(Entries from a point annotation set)
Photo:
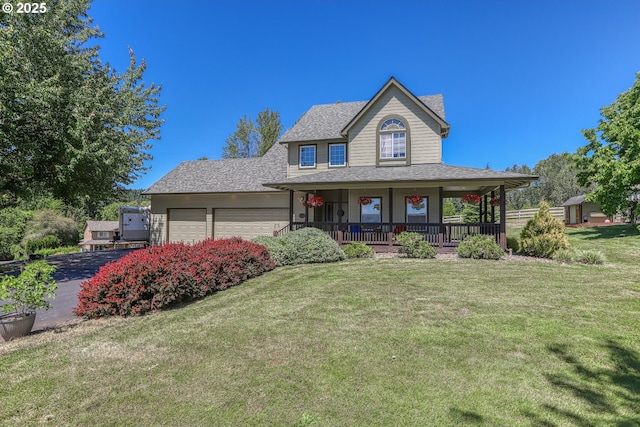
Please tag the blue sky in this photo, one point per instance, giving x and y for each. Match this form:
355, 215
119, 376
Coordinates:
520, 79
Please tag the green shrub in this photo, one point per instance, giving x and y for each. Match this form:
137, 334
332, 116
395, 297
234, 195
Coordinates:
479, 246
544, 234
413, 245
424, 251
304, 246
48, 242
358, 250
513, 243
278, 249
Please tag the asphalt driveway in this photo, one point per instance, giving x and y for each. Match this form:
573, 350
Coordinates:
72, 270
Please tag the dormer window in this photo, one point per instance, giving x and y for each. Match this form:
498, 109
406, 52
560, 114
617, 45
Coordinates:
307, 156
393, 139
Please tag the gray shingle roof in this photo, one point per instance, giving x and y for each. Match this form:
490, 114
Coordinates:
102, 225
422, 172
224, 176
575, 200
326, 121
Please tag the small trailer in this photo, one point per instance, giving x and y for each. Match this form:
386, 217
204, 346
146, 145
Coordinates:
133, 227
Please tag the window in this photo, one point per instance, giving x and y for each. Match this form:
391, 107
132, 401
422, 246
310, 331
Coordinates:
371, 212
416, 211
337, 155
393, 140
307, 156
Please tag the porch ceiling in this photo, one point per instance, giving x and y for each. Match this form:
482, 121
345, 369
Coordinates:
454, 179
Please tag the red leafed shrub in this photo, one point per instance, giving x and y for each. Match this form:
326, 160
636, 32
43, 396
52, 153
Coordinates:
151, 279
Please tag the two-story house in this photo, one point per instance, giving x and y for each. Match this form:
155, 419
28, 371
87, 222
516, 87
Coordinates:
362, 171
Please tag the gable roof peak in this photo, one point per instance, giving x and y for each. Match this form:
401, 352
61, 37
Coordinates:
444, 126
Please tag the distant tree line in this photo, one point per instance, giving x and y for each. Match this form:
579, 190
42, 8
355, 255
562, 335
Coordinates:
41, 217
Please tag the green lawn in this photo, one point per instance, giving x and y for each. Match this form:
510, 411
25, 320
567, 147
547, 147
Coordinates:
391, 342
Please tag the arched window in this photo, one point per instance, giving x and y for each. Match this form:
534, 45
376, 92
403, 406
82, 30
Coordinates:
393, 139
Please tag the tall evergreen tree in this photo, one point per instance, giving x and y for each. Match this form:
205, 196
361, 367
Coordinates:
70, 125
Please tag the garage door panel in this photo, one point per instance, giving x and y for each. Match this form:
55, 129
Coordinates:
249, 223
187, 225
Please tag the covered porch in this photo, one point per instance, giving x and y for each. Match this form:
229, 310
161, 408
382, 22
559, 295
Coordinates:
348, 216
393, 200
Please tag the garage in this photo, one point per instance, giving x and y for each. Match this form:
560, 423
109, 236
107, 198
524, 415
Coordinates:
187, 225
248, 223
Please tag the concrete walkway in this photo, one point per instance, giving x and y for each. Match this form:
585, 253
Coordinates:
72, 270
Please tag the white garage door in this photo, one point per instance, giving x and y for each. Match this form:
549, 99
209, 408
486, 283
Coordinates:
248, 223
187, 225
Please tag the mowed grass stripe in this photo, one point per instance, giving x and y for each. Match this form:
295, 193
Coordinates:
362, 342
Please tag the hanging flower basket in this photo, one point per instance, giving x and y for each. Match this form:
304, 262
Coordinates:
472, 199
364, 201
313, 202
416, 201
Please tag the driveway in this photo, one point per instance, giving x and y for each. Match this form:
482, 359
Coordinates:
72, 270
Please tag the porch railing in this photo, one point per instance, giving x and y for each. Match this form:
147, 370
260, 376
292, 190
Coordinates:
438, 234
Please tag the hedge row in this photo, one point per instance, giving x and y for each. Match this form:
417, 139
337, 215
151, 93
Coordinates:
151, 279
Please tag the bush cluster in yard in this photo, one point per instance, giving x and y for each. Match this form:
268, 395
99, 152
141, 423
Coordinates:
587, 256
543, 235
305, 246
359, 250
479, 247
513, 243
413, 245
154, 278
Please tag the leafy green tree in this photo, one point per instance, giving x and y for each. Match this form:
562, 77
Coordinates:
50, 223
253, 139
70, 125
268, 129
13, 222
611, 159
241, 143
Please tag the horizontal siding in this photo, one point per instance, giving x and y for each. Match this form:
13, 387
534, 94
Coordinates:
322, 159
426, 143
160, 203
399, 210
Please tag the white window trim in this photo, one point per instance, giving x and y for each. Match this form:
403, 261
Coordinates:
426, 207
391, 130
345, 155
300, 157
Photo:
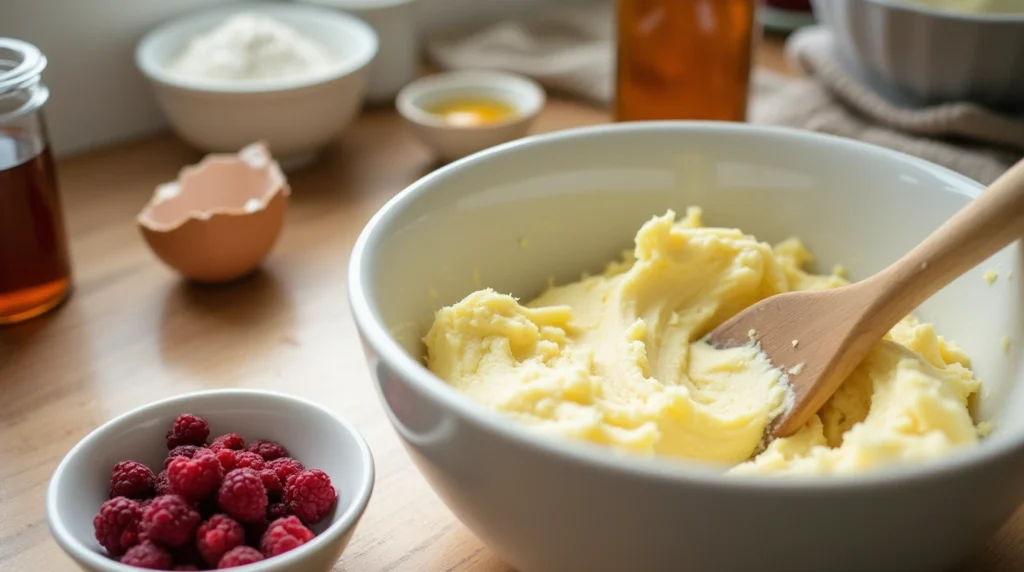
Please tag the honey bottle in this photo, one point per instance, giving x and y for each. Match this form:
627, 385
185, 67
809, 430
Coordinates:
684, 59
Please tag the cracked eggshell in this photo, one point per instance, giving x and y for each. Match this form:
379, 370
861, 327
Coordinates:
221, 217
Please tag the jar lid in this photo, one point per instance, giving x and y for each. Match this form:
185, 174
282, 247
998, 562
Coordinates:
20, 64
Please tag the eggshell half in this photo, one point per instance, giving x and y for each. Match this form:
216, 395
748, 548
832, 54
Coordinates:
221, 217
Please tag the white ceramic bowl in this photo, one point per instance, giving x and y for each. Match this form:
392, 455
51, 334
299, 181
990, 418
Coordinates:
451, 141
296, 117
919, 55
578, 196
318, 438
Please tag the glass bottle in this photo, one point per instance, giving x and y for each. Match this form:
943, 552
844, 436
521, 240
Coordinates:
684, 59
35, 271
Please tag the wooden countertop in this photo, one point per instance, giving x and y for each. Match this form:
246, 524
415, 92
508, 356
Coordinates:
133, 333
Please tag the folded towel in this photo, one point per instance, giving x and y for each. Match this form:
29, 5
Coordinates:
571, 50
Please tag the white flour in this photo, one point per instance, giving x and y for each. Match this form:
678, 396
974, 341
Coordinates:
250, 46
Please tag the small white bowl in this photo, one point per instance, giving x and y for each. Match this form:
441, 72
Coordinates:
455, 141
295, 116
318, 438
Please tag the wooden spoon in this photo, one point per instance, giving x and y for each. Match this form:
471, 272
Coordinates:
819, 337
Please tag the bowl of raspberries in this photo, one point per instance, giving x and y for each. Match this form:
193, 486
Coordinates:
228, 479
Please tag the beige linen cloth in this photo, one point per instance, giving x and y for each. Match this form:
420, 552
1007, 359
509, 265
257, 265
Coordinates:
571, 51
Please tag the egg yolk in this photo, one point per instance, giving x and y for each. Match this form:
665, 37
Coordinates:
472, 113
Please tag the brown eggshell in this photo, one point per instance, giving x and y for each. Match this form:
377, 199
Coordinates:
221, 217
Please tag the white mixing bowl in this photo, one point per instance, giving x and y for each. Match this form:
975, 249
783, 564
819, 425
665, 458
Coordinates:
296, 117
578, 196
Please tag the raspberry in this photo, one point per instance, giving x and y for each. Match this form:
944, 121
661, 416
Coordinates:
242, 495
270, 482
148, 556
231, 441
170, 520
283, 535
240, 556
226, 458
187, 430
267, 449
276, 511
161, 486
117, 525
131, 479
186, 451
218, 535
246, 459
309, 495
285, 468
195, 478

- [TASK DESCRIPTION]: Every record above should come back exactly, but without its pictures.

- [OUTPUT OF THE EXERCISE]:
Photo:
Please tag the blue sky in this photo, one point per instance, giving x and y for each. Match this form:
355, 215
119, 376
Coordinates:
520, 79
Please tag the green shrub in this photo, one point per instance, giving x and y for each. Match this form:
137, 334
332, 116
395, 297
234, 195
Coordinates:
479, 246
544, 234
413, 245
424, 251
304, 246
48, 242
358, 250
513, 243
278, 249
Please tag the asphalt driveway in this photo, one point per instance, giving x and y for each. Match this form:
573, 350
Coordinates:
72, 270
Please tag the dormer window in this photo, one point per instance, giving x and y for each. Match this form:
498, 109
406, 52
560, 114
617, 45
Coordinates:
307, 156
393, 139
Please tag the gray shingle roof in this photo, one point per instance, giving x and y for each. Match this form:
490, 114
Coordinates:
102, 225
422, 172
224, 176
575, 200
326, 121
Please tag the small trailer in this photo, one point per instance, giving x and y for each. Match this form:
386, 217
204, 346
146, 145
Coordinates:
133, 227
Please tag the window in this photo, one point per instance, giving x and y for each. Match this form:
391, 107
132, 401
422, 246
310, 331
Coordinates:
371, 212
416, 211
337, 155
393, 140
307, 156
Please tag the porch ceiling in this photo, one point per instance, giving x and y for each. Match this form:
482, 121
345, 369
Coordinates:
454, 179
Please tag the red leafed shrub in this photo, one point per instance, giving x and y for each. Match this form:
326, 160
636, 32
43, 396
52, 153
Coordinates:
151, 279
Please tag the two-story house in this photo, one point per instance, giving x and y for each. Match this form:
155, 419
28, 371
87, 222
516, 87
Coordinates:
362, 171
Please tag the gable roof peak in this photo, one point per instance, giving x and y for each. Match this form:
401, 352
61, 37
Coordinates:
444, 126
Please tag the distant tree line in this photo, one point per instance, giving x and y for each. Match this form:
579, 190
42, 8
355, 255
562, 335
Coordinates:
41, 217
Please tag the green lawn in this photo, one point per instance, giving x and y for each. Match this form:
510, 411
25, 320
567, 147
547, 147
Coordinates:
391, 342
Please tag the arched window in this photo, one point per instance, giving x and y for each. Match this form:
534, 45
376, 92
403, 406
82, 30
Coordinates:
393, 139
Please tag the tall evergreen tree in this photo, one point per instance, giving x and y for each. Match this form:
205, 196
361, 367
Coordinates:
70, 125
Please tag the garage door panel in this photo, one point per instance, giving x and y for each. Match this form:
55, 129
Coordinates:
249, 223
187, 225
Please tag the covered porch in this photo, one point per instance, giving x and y for each. Match this form:
229, 310
161, 408
382, 22
559, 295
Coordinates:
348, 216
393, 200
Please tag the garage in this photo, one point per instance, giving x and y for each. Match this form:
560, 423
109, 236
107, 198
524, 415
Coordinates:
187, 225
248, 223
Please tag the concrete walkway in this photo, one point per instance, giving x and y for each. Match this form:
585, 253
Coordinates:
72, 270
Please tag the white garage door in this photo, one point per instance, giving x and y for each. Match this form:
549, 99
209, 408
486, 283
Coordinates:
248, 223
187, 225
Please tag the mowed grass stripe in this photo, one point per instance, giving x and y for each. Match this form:
295, 193
Coordinates:
362, 342
Please tag the hanging flower basket in this photo, one point per instance, giving x and y for each. Match this form:
304, 262
Coordinates:
472, 199
364, 201
313, 202
416, 201
Please tag the driveway in this photo, one point per instance, giving x and y for each. Match this form:
482, 359
Coordinates:
72, 270
Please tag the porch railing in this photo, one point per instance, giving x and y for each. Match this form:
147, 370
260, 376
292, 190
Coordinates:
438, 234
Please tag the hedge row in this photo, one point per instance, giving x and y for each. Match this form:
417, 139
337, 215
151, 93
Coordinates:
151, 279
Please tag the bush cluster in yard in this photo, one point per instance, giving x and y for each. Match this form:
268, 395
99, 152
141, 423
Coordinates:
587, 256
543, 235
305, 246
359, 250
479, 247
513, 243
413, 245
154, 278
Please tag the leafy green tree in this photo, one point per instance, giving x and y for each. Match this form:
562, 77
Coordinates:
50, 223
253, 139
70, 125
268, 129
13, 222
611, 159
241, 143
Please tag the horizontal siding in this photo, one point per instance, giving x and y for each. Match this form:
13, 387
534, 94
Coordinates:
322, 159
426, 143
160, 203
399, 210
Please tag the white window trim in this photo, one point per instance, giving x and y for each. Match this form:
403, 261
Coordinates:
426, 207
391, 130
345, 155
300, 157
Photo:
Please tag the honey bottle in this photo, one point per instance, giving x and y for each. Match this form:
627, 385
185, 67
809, 430
Coordinates:
684, 59
Please tag the cracked eggshell in this photo, one point per instance, giving x and y for each. Match this form:
379, 370
861, 327
Coordinates:
221, 217
Please tag the jar lid in this photo, one point per instance, giving x and y for each. Match this form:
185, 174
282, 247
998, 562
Coordinates:
20, 64
Please tag the eggshell half in this photo, one point per instance, giving x and y for each. Match this form:
216, 395
748, 548
832, 54
Coordinates:
221, 217
Please tag the white ceramic bowl in this photo, one point per instance, giving x and y for each. Match this form:
392, 455
51, 334
299, 181
990, 418
Coordinates:
451, 141
296, 117
919, 55
578, 196
318, 438
Please tag the glass bottle in this photo, one point per instance, giving x and y for each. Match this form:
943, 552
844, 436
521, 240
Coordinates:
684, 59
35, 271
Please tag the wooden countertop in this photo, one point per instance, giving x and y for each. Match this form:
246, 524
415, 92
508, 356
Coordinates:
133, 333
Please tag the folded towel in this photo, one point per instance, giving x and y for each. Match this form:
29, 5
Coordinates:
571, 50
Please tag the white flour in this photo, one point per instance, giving x and y for each. Match this form:
678, 396
974, 341
Coordinates:
250, 46
Please tag the small white bowl in this photo, one point per instance, giving x and y for each. Match this form:
441, 72
Coordinates:
455, 141
295, 116
318, 438
Please tag the wooden spoon in this photo, one point per instance, giving x and y for each. Match this form:
471, 272
Coordinates:
819, 337
Please tag the bowl of raspberries in this photo, one point per instance, giving x and y for each. Match this form:
193, 486
Coordinates:
228, 479
Please tag the beige linen cloth in this photo, one point per instance, giving x and y for each. Match this form:
420, 552
1007, 359
509, 265
257, 265
Coordinates:
571, 51
Please tag the egg yolk in this photo, one point per instance, giving x and y for each. Match this form:
665, 37
Coordinates:
472, 113
Please tag the brown eggshell in this photo, one point per instance, giving x and y for each. Match this form:
377, 199
Coordinates:
221, 217
Please tag the white mixing bowl in this photo, one point per instance, giving x and y for each. Match this form:
975, 249
783, 564
819, 425
665, 458
Coordinates:
296, 117
578, 196
Please tag the raspberry in this photo, one point per instance, giving x and y for each. Match this form:
944, 121
661, 416
Coordinates:
242, 495
270, 482
148, 556
231, 441
170, 520
283, 535
240, 556
226, 458
187, 430
267, 449
276, 511
161, 486
117, 525
131, 479
186, 451
218, 535
246, 459
309, 495
285, 468
195, 478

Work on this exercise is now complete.